### Page extract:
-- Begin --

Zambia Union of Financial Institutions and Allied Workers (ZUFIAW) is the dominant financial trade union in Zambia.

The union was founded on 17 November 1961 as Rhodesian Society of Bank Officials. Its name was changed to Zambia Union of Bank Officials on 23 November 1970, then Zambia Union of Financial Institutions in 1978. It was given its current name in 1984.ZUFIAW Last had a countrywide strike in 1985.

Sector representation: banks, insurance, building societies, micro-finance, pensions, all financial related  and allied institutions.

-- End --

Dataset rows showing where objects appear:
-- Begin --

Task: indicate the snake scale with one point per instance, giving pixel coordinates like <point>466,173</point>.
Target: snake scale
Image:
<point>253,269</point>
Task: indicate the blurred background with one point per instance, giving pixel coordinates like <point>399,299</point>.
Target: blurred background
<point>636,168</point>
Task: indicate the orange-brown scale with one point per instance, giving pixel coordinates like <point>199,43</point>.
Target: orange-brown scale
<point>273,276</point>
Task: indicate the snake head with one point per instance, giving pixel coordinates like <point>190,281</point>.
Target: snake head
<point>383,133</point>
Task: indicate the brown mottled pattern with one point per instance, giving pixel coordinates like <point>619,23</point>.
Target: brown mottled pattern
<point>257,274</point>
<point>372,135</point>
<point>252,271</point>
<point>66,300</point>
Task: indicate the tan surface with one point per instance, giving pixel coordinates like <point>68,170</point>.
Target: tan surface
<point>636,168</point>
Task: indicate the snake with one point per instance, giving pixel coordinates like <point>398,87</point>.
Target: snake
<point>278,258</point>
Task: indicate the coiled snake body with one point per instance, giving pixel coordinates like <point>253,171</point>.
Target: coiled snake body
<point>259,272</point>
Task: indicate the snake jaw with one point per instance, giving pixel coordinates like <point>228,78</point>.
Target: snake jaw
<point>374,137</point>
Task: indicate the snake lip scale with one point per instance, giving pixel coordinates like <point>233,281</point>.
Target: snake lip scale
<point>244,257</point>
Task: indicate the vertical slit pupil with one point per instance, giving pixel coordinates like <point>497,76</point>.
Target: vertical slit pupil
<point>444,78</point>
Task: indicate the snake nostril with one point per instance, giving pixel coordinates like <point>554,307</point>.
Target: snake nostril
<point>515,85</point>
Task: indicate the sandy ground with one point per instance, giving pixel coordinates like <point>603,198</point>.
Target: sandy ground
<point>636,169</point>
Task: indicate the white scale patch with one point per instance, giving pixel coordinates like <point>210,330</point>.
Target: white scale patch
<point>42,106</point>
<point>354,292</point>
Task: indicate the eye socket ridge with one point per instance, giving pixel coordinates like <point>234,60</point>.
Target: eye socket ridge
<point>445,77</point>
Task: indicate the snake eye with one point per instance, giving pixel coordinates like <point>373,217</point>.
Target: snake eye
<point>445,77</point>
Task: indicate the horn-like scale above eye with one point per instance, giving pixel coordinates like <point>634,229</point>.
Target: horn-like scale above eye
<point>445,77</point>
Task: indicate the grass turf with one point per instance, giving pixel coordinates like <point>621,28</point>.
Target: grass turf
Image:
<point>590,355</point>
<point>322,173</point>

-- End --

### Objective 1:
Set down the stretch of the ZUFIAW text from "Zambia Union of Financial Institutions and" through "and allied institutions.", copied word for word.
### Objective 2:
List every name the ZUFIAW text gives for the union, from its founding to the present one.

### Expected output 1:
Zambia Union of Financial Institutions and Allied Workers (ZUFIAW) is the dominant financial trade union in Zambia.

The union was founded on 17 November 1961 as Rhodesian Society of Bank Officials. Its name was changed to Zambia Union of Bank Officials on 23 November 1970, then Zambia Union of Financial Institutions in 1978. It was given its current name in 1984.ZUFIAW Last had a countrywide strike in 1985.

Sector representation: banks, insurance, building societies, micro-finance, pensions, all financial related  and allied institutions.

### Expected output 2:
Rhodesian Society of Bank Officials
Zambia Union of Bank Officials
Zambia Union of Financial Institutions
Zambia Union of Financial Institutions and Allied Workers